Data entries:
******************************
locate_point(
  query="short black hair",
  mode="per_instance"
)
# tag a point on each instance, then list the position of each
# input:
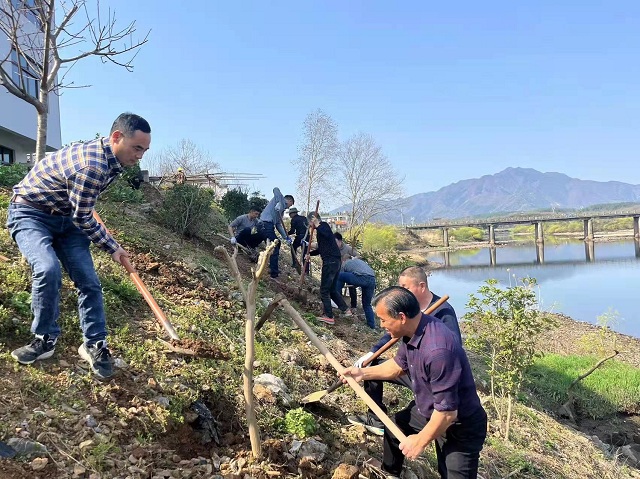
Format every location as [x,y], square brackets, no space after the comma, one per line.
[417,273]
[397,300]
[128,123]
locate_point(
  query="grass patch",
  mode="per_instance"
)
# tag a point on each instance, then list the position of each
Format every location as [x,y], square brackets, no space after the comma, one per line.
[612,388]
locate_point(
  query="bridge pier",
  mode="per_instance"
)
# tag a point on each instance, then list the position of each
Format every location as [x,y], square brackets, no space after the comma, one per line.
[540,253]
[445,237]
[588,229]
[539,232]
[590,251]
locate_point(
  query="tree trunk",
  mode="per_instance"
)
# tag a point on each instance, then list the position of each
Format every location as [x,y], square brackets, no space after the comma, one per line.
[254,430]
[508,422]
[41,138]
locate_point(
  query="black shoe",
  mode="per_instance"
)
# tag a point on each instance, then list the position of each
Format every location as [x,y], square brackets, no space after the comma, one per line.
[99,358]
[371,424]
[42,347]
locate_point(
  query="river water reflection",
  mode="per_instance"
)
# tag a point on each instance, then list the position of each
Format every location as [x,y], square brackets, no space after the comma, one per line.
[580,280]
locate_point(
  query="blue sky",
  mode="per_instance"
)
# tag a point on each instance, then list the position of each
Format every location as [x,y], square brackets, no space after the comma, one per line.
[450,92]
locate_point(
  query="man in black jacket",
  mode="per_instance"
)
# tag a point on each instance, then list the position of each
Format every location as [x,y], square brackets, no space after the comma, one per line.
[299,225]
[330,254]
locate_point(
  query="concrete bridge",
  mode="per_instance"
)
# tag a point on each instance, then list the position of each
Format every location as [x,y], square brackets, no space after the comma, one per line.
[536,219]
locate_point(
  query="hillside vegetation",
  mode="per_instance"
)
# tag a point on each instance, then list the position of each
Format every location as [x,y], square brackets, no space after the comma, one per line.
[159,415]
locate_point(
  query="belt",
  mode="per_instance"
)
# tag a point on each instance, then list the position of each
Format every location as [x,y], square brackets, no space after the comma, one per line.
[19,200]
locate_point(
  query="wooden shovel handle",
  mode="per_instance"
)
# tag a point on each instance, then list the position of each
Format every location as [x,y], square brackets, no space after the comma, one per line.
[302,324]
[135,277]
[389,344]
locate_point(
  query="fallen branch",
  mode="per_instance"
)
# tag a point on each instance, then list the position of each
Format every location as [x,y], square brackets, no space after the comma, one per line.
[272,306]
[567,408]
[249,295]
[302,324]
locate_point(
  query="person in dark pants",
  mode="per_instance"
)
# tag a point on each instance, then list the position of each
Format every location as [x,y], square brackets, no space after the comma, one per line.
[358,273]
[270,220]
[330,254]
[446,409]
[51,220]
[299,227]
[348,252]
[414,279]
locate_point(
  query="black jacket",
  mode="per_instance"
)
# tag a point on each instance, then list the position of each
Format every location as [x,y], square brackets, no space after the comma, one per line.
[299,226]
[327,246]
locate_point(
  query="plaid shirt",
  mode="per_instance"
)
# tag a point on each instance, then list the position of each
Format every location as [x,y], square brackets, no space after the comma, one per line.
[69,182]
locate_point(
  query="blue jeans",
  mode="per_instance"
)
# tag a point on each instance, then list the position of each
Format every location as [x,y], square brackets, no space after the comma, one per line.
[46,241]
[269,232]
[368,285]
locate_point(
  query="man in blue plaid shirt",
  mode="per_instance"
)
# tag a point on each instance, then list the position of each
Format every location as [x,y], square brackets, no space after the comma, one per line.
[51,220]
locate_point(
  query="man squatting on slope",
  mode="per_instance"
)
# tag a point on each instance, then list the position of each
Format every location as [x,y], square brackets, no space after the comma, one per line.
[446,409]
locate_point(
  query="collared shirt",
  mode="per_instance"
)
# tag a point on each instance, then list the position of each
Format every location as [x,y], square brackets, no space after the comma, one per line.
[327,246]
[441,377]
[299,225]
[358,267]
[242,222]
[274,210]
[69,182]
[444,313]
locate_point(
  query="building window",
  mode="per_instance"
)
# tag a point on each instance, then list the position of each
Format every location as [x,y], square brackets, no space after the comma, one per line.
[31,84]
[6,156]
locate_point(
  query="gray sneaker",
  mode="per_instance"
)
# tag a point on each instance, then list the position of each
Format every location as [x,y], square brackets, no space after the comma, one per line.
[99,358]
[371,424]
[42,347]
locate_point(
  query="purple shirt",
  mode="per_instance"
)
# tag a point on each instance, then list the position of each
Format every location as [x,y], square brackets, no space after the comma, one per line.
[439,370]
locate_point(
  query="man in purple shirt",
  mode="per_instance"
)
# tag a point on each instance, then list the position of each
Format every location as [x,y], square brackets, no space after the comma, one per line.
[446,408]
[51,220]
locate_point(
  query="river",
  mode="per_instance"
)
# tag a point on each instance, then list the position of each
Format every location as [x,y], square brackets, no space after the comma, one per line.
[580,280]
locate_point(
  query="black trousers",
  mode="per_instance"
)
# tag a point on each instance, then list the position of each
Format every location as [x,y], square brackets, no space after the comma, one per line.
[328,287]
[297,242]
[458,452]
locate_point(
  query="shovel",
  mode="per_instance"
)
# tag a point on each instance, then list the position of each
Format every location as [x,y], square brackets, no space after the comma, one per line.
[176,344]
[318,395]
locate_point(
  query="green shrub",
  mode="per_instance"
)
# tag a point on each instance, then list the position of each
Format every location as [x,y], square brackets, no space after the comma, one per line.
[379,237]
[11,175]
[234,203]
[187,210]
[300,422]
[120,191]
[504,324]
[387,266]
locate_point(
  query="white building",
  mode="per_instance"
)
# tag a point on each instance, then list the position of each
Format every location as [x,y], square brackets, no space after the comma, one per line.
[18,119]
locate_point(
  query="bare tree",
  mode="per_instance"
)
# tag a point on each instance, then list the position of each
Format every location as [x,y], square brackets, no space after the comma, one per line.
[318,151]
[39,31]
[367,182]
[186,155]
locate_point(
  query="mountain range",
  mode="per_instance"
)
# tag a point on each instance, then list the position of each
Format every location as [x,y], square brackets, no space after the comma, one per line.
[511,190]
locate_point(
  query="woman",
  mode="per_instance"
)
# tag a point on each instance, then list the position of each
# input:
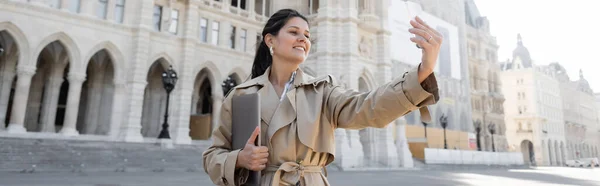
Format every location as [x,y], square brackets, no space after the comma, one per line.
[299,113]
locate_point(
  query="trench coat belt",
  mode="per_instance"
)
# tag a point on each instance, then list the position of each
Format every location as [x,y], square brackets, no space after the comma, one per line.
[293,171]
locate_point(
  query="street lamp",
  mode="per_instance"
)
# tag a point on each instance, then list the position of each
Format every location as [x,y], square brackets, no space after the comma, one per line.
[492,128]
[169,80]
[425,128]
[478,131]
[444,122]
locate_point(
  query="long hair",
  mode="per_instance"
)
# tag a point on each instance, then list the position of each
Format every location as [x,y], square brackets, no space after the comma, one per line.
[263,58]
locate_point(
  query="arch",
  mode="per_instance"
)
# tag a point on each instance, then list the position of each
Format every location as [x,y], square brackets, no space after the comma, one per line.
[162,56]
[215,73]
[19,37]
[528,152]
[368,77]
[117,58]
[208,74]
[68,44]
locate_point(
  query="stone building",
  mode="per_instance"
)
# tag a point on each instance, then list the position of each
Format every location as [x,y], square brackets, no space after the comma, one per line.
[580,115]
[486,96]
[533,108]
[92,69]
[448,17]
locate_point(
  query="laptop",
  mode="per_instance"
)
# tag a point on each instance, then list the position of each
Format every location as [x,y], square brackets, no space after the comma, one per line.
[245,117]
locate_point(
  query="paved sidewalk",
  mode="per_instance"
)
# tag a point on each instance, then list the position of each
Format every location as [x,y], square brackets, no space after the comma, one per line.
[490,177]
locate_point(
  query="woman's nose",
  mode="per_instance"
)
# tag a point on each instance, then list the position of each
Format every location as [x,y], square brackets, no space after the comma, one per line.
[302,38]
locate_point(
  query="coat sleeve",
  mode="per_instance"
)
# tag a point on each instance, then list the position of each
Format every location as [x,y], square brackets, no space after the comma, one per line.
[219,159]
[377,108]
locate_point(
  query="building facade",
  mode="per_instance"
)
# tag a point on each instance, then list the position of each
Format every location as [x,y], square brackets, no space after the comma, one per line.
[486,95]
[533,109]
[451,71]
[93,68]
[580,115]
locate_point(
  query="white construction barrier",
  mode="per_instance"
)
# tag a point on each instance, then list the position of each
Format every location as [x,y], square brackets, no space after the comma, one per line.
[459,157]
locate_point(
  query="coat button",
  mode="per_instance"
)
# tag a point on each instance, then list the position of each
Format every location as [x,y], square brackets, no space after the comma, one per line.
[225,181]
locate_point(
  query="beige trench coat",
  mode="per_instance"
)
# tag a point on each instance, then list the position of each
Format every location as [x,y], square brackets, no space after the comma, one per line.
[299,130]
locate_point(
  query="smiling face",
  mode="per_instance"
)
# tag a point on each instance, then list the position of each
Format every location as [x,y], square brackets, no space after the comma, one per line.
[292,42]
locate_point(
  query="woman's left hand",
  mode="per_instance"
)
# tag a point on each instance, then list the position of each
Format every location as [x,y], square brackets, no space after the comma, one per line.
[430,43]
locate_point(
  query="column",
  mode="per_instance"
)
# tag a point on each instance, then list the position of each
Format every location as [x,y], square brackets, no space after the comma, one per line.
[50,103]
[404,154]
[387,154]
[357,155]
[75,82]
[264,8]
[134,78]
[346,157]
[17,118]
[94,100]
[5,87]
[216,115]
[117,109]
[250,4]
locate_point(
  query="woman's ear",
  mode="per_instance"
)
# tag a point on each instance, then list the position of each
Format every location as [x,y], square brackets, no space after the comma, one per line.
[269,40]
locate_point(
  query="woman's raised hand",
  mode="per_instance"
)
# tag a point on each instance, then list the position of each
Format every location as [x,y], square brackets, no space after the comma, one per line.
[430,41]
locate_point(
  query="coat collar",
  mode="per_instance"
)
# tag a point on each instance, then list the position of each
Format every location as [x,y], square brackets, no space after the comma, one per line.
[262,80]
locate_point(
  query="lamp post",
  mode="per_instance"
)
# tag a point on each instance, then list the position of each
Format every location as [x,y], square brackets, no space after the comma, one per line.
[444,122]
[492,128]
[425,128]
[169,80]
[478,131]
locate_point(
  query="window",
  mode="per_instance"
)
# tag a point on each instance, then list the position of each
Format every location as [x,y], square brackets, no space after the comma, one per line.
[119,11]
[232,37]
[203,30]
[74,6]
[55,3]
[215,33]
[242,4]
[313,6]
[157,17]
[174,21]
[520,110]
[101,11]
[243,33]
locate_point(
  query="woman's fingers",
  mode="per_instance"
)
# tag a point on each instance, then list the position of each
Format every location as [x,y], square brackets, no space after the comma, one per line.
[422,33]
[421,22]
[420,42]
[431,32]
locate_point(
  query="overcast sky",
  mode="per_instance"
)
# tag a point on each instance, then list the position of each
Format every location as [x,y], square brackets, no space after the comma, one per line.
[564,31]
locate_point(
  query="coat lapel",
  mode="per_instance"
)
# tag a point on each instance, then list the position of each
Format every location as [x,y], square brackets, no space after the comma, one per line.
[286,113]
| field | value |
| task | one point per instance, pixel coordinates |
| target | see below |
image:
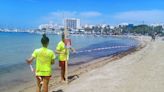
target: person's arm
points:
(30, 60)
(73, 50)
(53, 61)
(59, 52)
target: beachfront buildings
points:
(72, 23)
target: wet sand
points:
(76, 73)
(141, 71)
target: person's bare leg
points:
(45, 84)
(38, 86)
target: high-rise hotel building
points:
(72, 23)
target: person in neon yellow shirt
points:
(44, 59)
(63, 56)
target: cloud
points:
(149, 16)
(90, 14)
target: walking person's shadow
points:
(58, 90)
******************************
What is being asked:
Write out an exact copy of the lines beginning at the line that contains "field | value |" and ending at the last line of the listing. Exclude pictures.

Solution to the exercise:
| field | value |
| task | one point per instance, pixel coordinates |
| target | see below |
image:
target: person's arm
points:
(30, 60)
(73, 50)
(53, 61)
(59, 52)
target: beachfront buildings
points:
(72, 23)
target: wet sand
points:
(76, 73)
(141, 71)
target: person's bare leg
points:
(45, 84)
(38, 86)
target: high-rise hotel building
points:
(72, 23)
target: person in neon yellow shirt
points:
(44, 59)
(63, 56)
target: cloud
points:
(149, 16)
(90, 14)
target: walking person's shadow
points:
(58, 90)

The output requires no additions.